[RECORDED DATA — start]
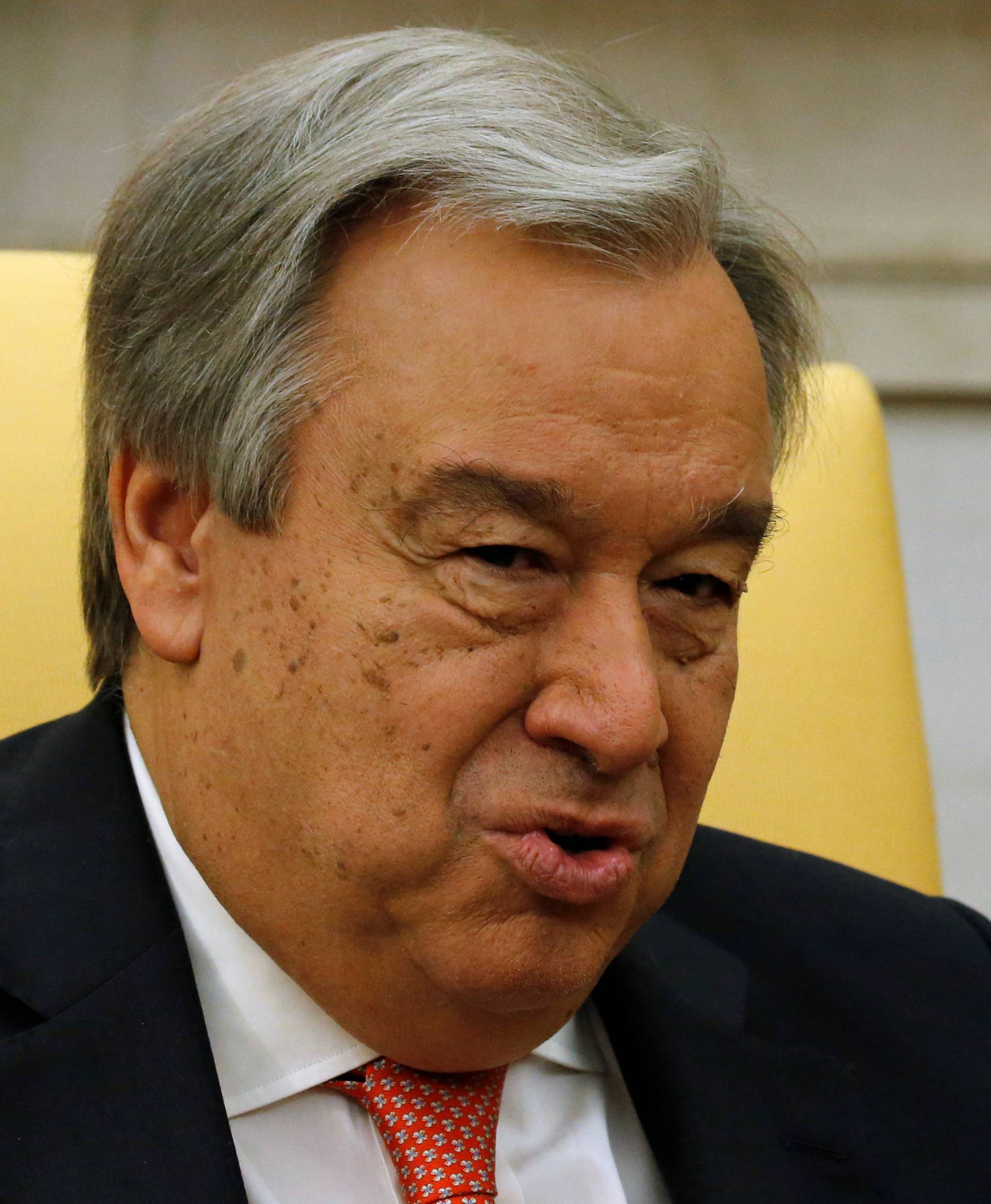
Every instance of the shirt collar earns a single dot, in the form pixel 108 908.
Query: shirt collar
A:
pixel 269 1038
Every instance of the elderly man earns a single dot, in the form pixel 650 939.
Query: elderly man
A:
pixel 433 406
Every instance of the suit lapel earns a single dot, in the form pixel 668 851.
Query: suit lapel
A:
pixel 732 1118
pixel 111 1095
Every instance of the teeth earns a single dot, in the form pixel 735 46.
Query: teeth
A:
pixel 572 842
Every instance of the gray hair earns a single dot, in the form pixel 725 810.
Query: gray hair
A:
pixel 200 338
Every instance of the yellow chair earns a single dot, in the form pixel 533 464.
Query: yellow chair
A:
[RECORDED DATA — finish]
**THE PROBLEM**:
Please transcribe each entry exactly and exclude any image it contains.

**RESPONSE TO THIS EXERCISE**:
Every instance of the shirt collar earns a single dot, in the form pixel 108 908.
Query: shirt collar
A:
pixel 269 1038
Every instance of the elderly man earns a single dot, in the form pixel 650 939.
Query: elderly man
A:
pixel 433 406
Every instance of the suit lapel earns a single dot, in the form pixel 668 851.
Query: suit lapel
A:
pixel 732 1118
pixel 111 1095
Every instance of the teeth earns a single dot, in the form pixel 735 46.
Query: teeth
A:
pixel 572 842
Every instance of the gray hair earns a single dot, in the form pixel 725 810.
Query: gray hair
A:
pixel 200 338
Every instance of the yellow chair earns a single dot, in the form pixel 533 464.
Query: yellow chair
A:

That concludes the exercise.